▸ Work to complete: Below are some records; repeat them all exactly, minus the pictures.

▸ The input:
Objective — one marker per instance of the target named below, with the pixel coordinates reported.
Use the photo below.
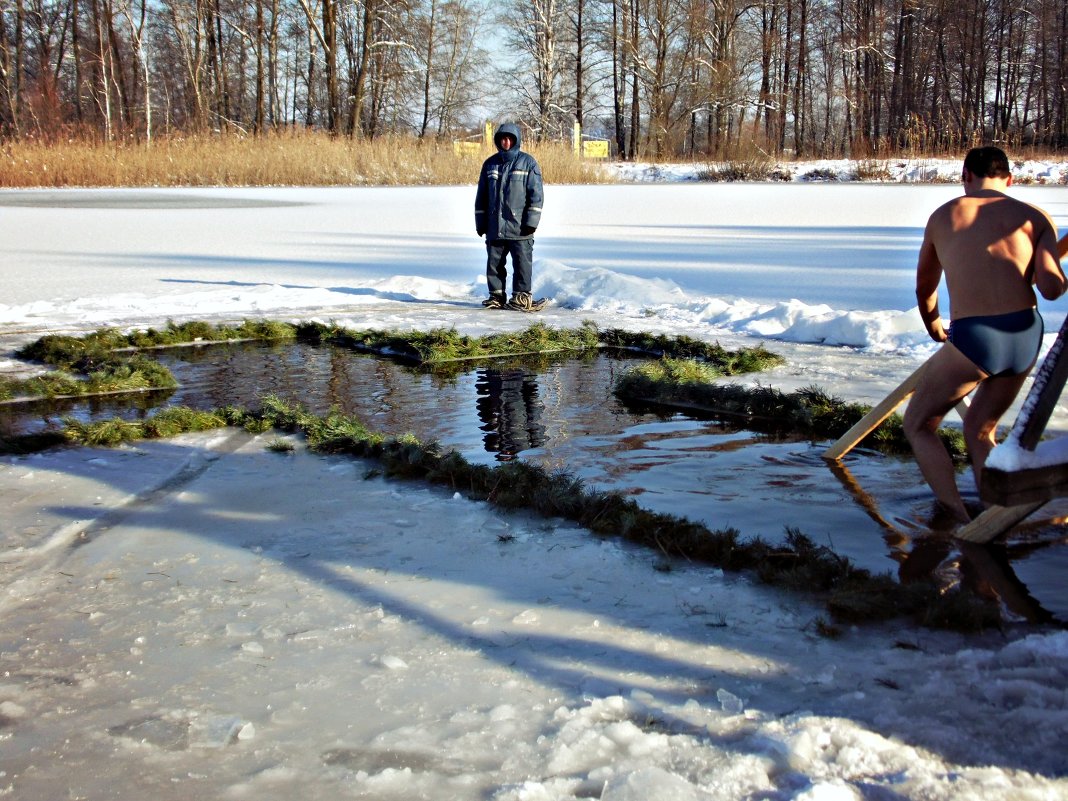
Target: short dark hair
(987, 162)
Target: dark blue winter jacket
(508, 202)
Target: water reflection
(563, 413)
(511, 411)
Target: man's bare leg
(947, 378)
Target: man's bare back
(993, 250)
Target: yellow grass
(278, 159)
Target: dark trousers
(522, 265)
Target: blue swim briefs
(1000, 344)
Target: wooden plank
(883, 409)
(995, 521)
(870, 421)
(1009, 488)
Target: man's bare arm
(1049, 278)
(928, 277)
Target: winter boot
(522, 301)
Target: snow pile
(886, 170)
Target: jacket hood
(513, 130)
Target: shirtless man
(992, 249)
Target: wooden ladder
(1017, 493)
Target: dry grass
(279, 159)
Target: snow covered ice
(203, 617)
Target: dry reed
(278, 159)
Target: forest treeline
(658, 78)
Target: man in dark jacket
(507, 209)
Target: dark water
(562, 413)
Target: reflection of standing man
(507, 209)
(511, 411)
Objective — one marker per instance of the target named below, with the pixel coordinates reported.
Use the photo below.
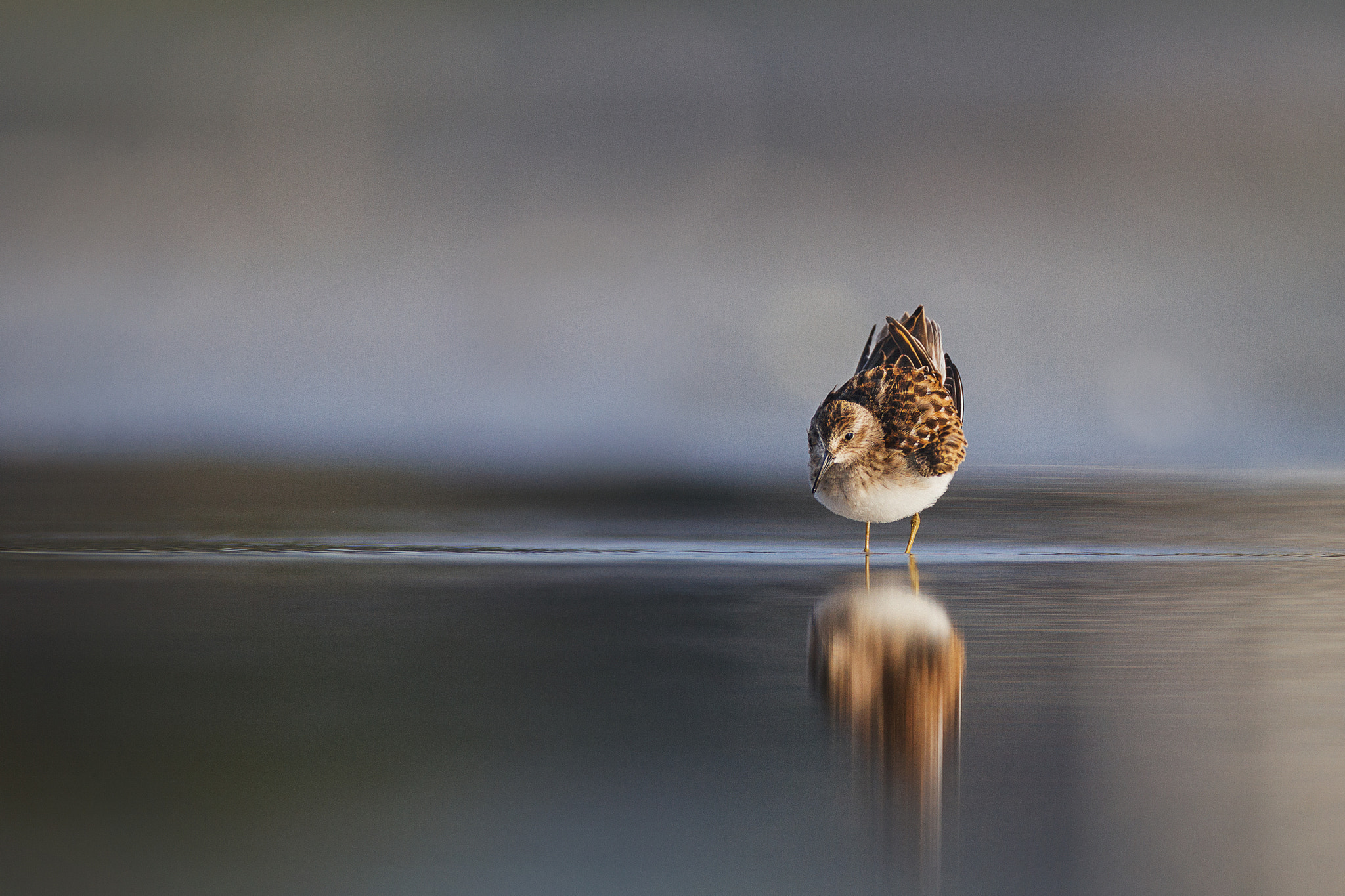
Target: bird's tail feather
(914, 337)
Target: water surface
(240, 681)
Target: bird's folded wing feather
(917, 414)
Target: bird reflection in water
(888, 664)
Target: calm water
(240, 681)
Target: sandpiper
(884, 445)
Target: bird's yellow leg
(915, 527)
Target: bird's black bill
(822, 468)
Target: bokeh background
(650, 237)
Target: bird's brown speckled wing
(917, 413)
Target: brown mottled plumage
(884, 444)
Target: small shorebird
(884, 445)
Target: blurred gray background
(651, 237)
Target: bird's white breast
(881, 500)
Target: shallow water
(231, 681)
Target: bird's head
(839, 435)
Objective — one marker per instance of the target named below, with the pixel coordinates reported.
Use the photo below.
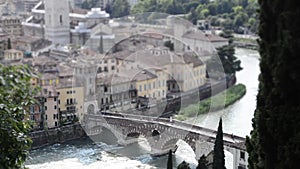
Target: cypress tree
(219, 157)
(275, 138)
(170, 161)
(202, 163)
(8, 43)
(184, 165)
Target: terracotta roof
(199, 35)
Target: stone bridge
(163, 134)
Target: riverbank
(217, 102)
(247, 43)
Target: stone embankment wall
(57, 135)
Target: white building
(62, 24)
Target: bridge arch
(97, 133)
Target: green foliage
(170, 160)
(275, 138)
(15, 99)
(230, 63)
(219, 156)
(120, 8)
(202, 163)
(206, 9)
(220, 101)
(184, 165)
(8, 43)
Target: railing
(167, 121)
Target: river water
(85, 154)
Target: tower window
(60, 19)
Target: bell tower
(57, 21)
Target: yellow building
(145, 83)
(13, 55)
(70, 100)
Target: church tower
(57, 21)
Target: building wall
(13, 54)
(11, 25)
(76, 94)
(146, 88)
(57, 21)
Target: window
(242, 155)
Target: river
(84, 154)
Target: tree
(202, 163)
(170, 161)
(8, 43)
(15, 98)
(274, 142)
(219, 157)
(183, 165)
(120, 8)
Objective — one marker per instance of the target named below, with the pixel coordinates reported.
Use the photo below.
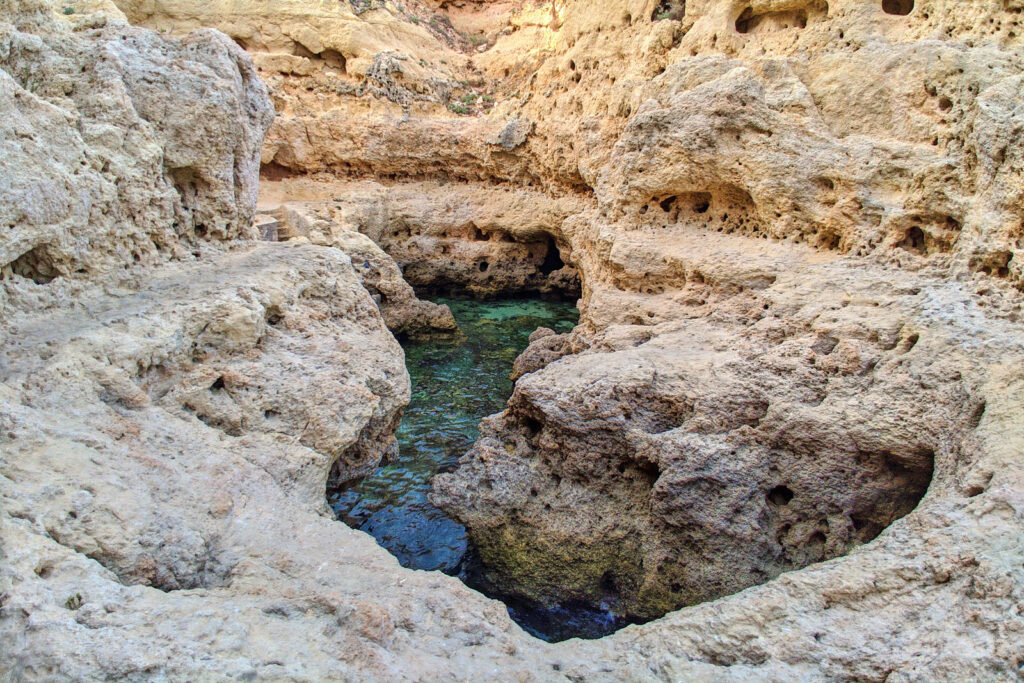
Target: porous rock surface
(797, 228)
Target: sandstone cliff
(796, 229)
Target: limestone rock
(122, 147)
(402, 311)
(796, 230)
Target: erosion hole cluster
(899, 7)
(727, 209)
(749, 22)
(463, 258)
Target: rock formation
(796, 229)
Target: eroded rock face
(122, 146)
(797, 227)
(403, 313)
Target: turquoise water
(455, 384)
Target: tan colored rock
(403, 313)
(805, 218)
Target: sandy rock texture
(403, 312)
(792, 409)
(103, 165)
(482, 241)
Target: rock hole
(669, 9)
(779, 496)
(273, 315)
(914, 241)
(898, 7)
(552, 258)
(532, 426)
(976, 415)
(36, 264)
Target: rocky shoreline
(790, 419)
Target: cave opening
(897, 7)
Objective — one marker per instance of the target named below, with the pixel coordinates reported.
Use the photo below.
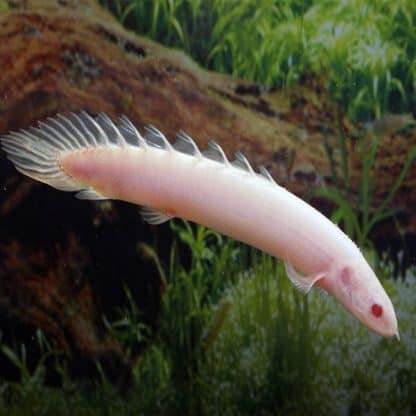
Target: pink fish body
(100, 160)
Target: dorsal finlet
(102, 136)
(241, 162)
(185, 144)
(215, 152)
(156, 138)
(266, 174)
(110, 130)
(130, 128)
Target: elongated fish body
(100, 160)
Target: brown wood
(69, 55)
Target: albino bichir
(101, 160)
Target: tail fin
(35, 152)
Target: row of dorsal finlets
(80, 130)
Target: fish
(99, 159)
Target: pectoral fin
(302, 283)
(153, 216)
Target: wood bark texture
(64, 261)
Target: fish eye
(376, 310)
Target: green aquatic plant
(364, 51)
(359, 218)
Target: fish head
(354, 284)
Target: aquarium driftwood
(66, 263)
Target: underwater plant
(100, 160)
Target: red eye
(377, 310)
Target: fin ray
(154, 216)
(302, 283)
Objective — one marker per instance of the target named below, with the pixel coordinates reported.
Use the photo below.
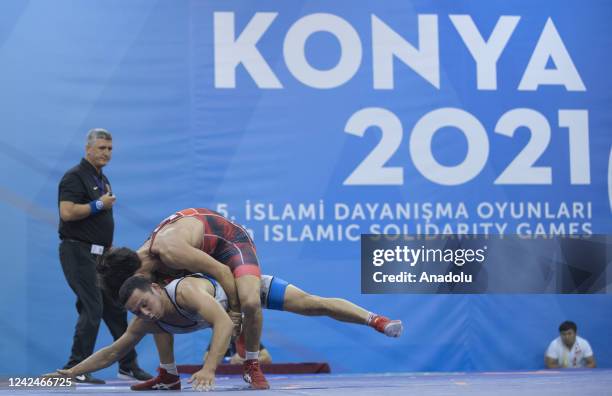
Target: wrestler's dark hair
(568, 325)
(135, 282)
(115, 267)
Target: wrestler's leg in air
(302, 303)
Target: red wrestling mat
(274, 368)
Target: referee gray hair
(98, 133)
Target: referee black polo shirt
(81, 185)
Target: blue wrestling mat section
(524, 383)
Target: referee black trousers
(93, 304)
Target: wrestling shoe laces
(163, 381)
(390, 328)
(253, 375)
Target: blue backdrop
(256, 108)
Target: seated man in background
(568, 350)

▸ Result for this exercise:
Objective — one marker per instance of the target named below, with the pixel coordinates reported.
Use the photo below.
Target: short dark hair
(987, 162)
Target: dark blue winter jacket
(508, 202)
Target: water reflection
(563, 413)
(511, 411)
Target: man's bare leg
(947, 378)
Target: man's bare back
(993, 250)
Target: yellow grass
(278, 159)
Target: dark trousers
(522, 265)
Target: blue swim briefs
(1000, 344)
Target: wooden plank
(883, 409)
(995, 521)
(870, 421)
(1009, 488)
Target: man's bare arm
(1049, 278)
(928, 277)
Target: winter boot
(522, 301)
Target: snow pile
(886, 170)
Target: jacket hood
(513, 130)
Target: shirtless man
(992, 249)
Target: wooden ladder
(1017, 493)
Target: dry grass
(279, 159)
Target: snow covered ice
(203, 617)
Target: dry reed
(278, 159)
Target: forest treeline
(658, 78)
Target: man in dark jacket
(507, 209)
Target: dark water
(562, 413)
Target: reflection of standing man
(507, 209)
(511, 411)
Objective — one marker per instance of the target named below, with the pixel coordinates reported.
Use the photo below.
Target: bird's tail feather
(914, 337)
Target: water surface
(240, 681)
Target: bird's folded wing feather
(917, 414)
Target: bird reflection in water
(888, 664)
Target: calm water
(240, 681)
Target: sandpiper
(884, 445)
Target: bird's yellow leg
(915, 527)
Target: bird's black bill
(822, 468)
Target: bokeh background
(650, 237)
Target: bird's brown speckled wing
(917, 413)
Target: brown mottled plumage
(884, 444)
Target: small shorebird
(884, 445)
Target: blurred gray background
(651, 237)
Target: bird's white breast
(881, 500)
Target: shallow water
(231, 681)
Target: bird's head
(839, 435)
Objective — one marker per instance of the target named below, with the pixel coordinates reported.
Use the photo below.
Target: cypress tree
(219, 157)
(275, 138)
(170, 161)
(202, 163)
(8, 43)
(184, 165)
Target: terracotta roof
(199, 35)
Target: stone bridge
(163, 134)
Target: riverbank
(217, 102)
(247, 43)
Target: stone embankment wall
(57, 135)
Target: white building
(62, 24)
Target: bridge arch
(97, 133)
Target: green foliage
(170, 160)
(275, 138)
(15, 99)
(230, 63)
(219, 156)
(120, 8)
(202, 163)
(206, 9)
(220, 101)
(184, 165)
(8, 43)
Target: railing
(167, 121)
Target: river water
(85, 154)
Target: tower window
(60, 19)
Target: bell tower
(57, 21)
Target: yellow building
(145, 83)
(13, 55)
(70, 100)
Target: church tower
(57, 21)
Target: building wall
(13, 54)
(11, 25)
(76, 94)
(146, 88)
(57, 21)
Target: window
(242, 155)
Target: river
(84, 154)
Target: tree
(202, 163)
(170, 161)
(8, 43)
(15, 98)
(274, 142)
(219, 157)
(183, 165)
(120, 8)
Objective — one marker per instance of the target named below, with the pixel coordinates reported.
Use the photo below.
Target: porous rock surface
(797, 228)
Target: sandstone cliff
(796, 229)
Target: limestone rock
(122, 147)
(402, 311)
(796, 230)
Target: erosion hole cluster
(899, 7)
(727, 209)
(749, 22)
(463, 258)
Target: rock formation
(796, 229)
Target: eroded rock face
(122, 146)
(797, 227)
(403, 313)
Target: turquoise water
(455, 384)
Target: tan colored rock
(403, 313)
(805, 218)
Target: sandy rock texture
(403, 312)
(792, 409)
(103, 165)
(482, 241)
Target: rock hole
(669, 9)
(779, 496)
(273, 315)
(914, 241)
(898, 7)
(552, 258)
(532, 426)
(976, 415)
(36, 264)
Target: rocky shoreline
(790, 419)
Target: cave opening
(897, 7)
Objective — one marker per instance of the target named below, with the pixel coordinates reported.
Use the photo below.
Target: pink fish body
(100, 160)
Target: dorsal finlet
(102, 136)
(241, 162)
(185, 144)
(215, 152)
(156, 138)
(266, 174)
(110, 130)
(130, 128)
Target: elongated fish body
(100, 160)
Target: brown wood
(69, 55)
Target: albino bichir
(101, 160)
Target: tail fin
(35, 152)
Target: row of dorsal finlets
(80, 130)
Target: fish
(99, 159)
Target: pectoral fin
(302, 283)
(153, 216)
Target: wood bark texture
(64, 261)
Target: fish eye
(376, 310)
Target: green aquatic plant
(364, 51)
(359, 218)
Target: fish head
(354, 284)
Target: aquarium driftwood
(66, 263)
Target: underwater plant
(100, 160)
Target: red eye
(377, 310)
Target: fin ray
(154, 216)
(302, 283)
Objective — one marker per instance of the target named below, with the pixel coordinates reported.
Use the photo below.
Target: wrestler's dark hair
(568, 325)
(135, 282)
(115, 267)
Target: wrestler's leg in air
(302, 303)
Target: red wrestling mat
(274, 368)
Target: referee gray hair
(98, 133)
Target: referee black polo shirt
(81, 185)
Target: blue wrestling mat section
(524, 383)
Target: referee black trousers
(93, 304)
Target: wrestling shoe laces
(163, 381)
(390, 328)
(253, 375)
Target: blue backdrop
(256, 108)
Target: seated man in background
(568, 350)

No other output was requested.